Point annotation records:
· · · · · · ·

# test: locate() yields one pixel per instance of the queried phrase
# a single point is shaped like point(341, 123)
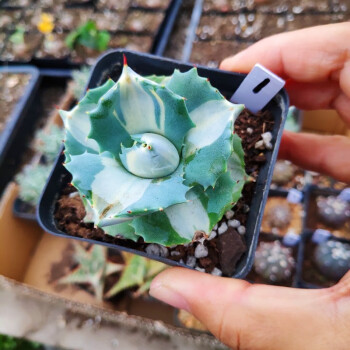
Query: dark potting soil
point(310, 272)
point(225, 249)
point(255, 278)
point(12, 87)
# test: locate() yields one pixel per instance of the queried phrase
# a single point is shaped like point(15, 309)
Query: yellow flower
point(46, 24)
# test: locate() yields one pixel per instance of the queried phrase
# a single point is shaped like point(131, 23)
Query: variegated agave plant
point(155, 157)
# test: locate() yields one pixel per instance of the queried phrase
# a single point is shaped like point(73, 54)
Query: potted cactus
point(168, 143)
point(107, 275)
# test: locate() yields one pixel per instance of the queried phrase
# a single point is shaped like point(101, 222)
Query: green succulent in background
point(80, 79)
point(17, 37)
point(138, 272)
point(93, 268)
point(31, 181)
point(155, 157)
point(88, 35)
point(11, 343)
point(48, 142)
point(292, 121)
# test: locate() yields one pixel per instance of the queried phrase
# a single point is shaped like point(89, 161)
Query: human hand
point(316, 64)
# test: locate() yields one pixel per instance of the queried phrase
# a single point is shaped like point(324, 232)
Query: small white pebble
point(201, 251)
point(241, 230)
point(200, 269)
point(234, 223)
point(259, 145)
point(229, 214)
point(216, 272)
point(212, 235)
point(191, 261)
point(223, 228)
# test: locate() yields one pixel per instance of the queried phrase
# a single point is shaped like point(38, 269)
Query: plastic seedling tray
point(11, 137)
point(311, 192)
point(49, 78)
point(111, 65)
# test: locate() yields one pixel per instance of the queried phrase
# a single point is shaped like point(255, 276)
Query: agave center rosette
point(155, 157)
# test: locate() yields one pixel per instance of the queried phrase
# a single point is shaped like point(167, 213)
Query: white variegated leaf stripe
point(136, 105)
point(126, 195)
point(77, 122)
point(208, 146)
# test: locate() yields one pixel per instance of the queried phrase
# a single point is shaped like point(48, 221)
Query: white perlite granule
point(234, 223)
point(241, 230)
point(156, 249)
point(216, 272)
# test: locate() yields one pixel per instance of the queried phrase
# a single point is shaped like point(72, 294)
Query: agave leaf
point(209, 144)
point(136, 105)
point(77, 122)
point(126, 195)
point(159, 79)
point(133, 275)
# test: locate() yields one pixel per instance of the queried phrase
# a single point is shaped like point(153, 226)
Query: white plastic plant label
point(258, 88)
point(345, 195)
point(291, 239)
point(295, 196)
point(320, 236)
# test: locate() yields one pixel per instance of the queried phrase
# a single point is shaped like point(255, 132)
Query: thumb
point(246, 316)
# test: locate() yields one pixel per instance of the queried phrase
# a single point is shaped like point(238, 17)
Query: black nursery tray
point(111, 65)
point(304, 263)
point(49, 79)
point(10, 138)
point(157, 39)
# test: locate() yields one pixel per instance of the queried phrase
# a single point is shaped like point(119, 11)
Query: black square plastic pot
point(11, 139)
point(111, 65)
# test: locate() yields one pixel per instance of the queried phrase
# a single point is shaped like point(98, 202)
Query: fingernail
point(169, 296)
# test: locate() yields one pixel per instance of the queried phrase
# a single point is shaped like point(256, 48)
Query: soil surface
point(226, 247)
point(12, 87)
point(255, 278)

· · · · · · ·

Word for word, quote the full listing, omitting every picture.

# test: locate() yields one pixel per instance of the queried phrase
# a single point is shaped like point(341, 123)
Query: dark potting soil
point(310, 272)
point(225, 249)
point(255, 278)
point(12, 87)
# test: locate() yields one pixel per instance of the queried phrase
# a single point is shaped like point(15, 309)
Query: yellow flower
point(46, 24)
# test: locate() yields one pixel per instance of the queried phrase
# a single point is shaped like point(131, 23)
Query: variegated agave plant
point(155, 157)
# test: locate() yields one pixel per instance of the queried phrase
# a single point is shaped like point(73, 54)
Query: potted cactus
point(168, 143)
point(107, 275)
# test: locate() yields one pixel per instance of the queried phrase
# a single point is shaped like point(101, 222)
Query: green succulent in background
point(80, 79)
point(17, 37)
point(138, 272)
point(93, 268)
point(31, 181)
point(155, 157)
point(88, 35)
point(11, 343)
point(48, 142)
point(292, 121)
# test: locate() yields one pixel per instance of the queried phrase
# a single point is shaped like point(89, 161)
Query: human hand
point(316, 64)
# test: locate() yields one pixel per instance of the queried phrase
# a single point is shaped like point(324, 232)
Query: small white pebble
point(201, 251)
point(241, 230)
point(200, 269)
point(234, 223)
point(259, 145)
point(229, 214)
point(216, 272)
point(212, 235)
point(191, 261)
point(223, 228)
# test: locate() yields one pixel per instance of the queried phrase
# a single point is shaped like point(38, 269)
Query: plastic seedling tray
point(11, 137)
point(311, 192)
point(49, 78)
point(111, 65)
# test: locate() yields one pixel per instance of the queried phrase
# a single point is shaped like point(255, 276)
Query: agave center rosette
point(155, 157)
# test: locate() yields one pixel per instance of the queried phrase
# a single point is shaped like point(167, 213)
Query: white variegated leaf stripe
point(136, 105)
point(126, 195)
point(77, 122)
point(208, 146)
# test: locate() yields one pixel per instance of the queried phrase
# a single point is shaped like point(48, 221)
Query: white perlite granule
point(234, 223)
point(241, 230)
point(156, 249)
point(216, 272)
# test: locate() yields one pixel per instance of the queried phrase
# a single point is shaped like point(72, 294)
Query: agave leaf
point(209, 144)
point(136, 105)
point(77, 122)
point(126, 195)
point(159, 79)
point(133, 275)
# test: locate() yields one pixel per instance of the queried phrase
# a single point is shaped like point(153, 226)
Query: white plastic plant label
point(258, 88)
point(345, 195)
point(291, 239)
point(295, 196)
point(320, 236)
# test: locate() yields one pixel per instance of the queried phrase
# a single point is shaped like point(255, 132)
Query: thumb
point(246, 316)
# test: locate() yields one pixel per instance of the queried phrase
# a single point is shaped like point(238, 17)
Query: black nursery tray
point(111, 65)
point(304, 263)
point(49, 79)
point(10, 138)
point(157, 39)
# test: locate() yields one pixel per instance of the queried phrase
# a single point is shaped like point(119, 11)
Query: black square plastic pot
point(11, 139)
point(111, 65)
# test: locate() yields one pixel per instance of the queried phrase
# a single point is shaped like point(98, 202)
Query: fingernail
point(169, 296)
# test: locate() yields one pixel per instance of the queried phrase
# a single point is shaped like point(256, 48)
Query: soil surface
point(226, 247)
point(12, 87)
point(255, 278)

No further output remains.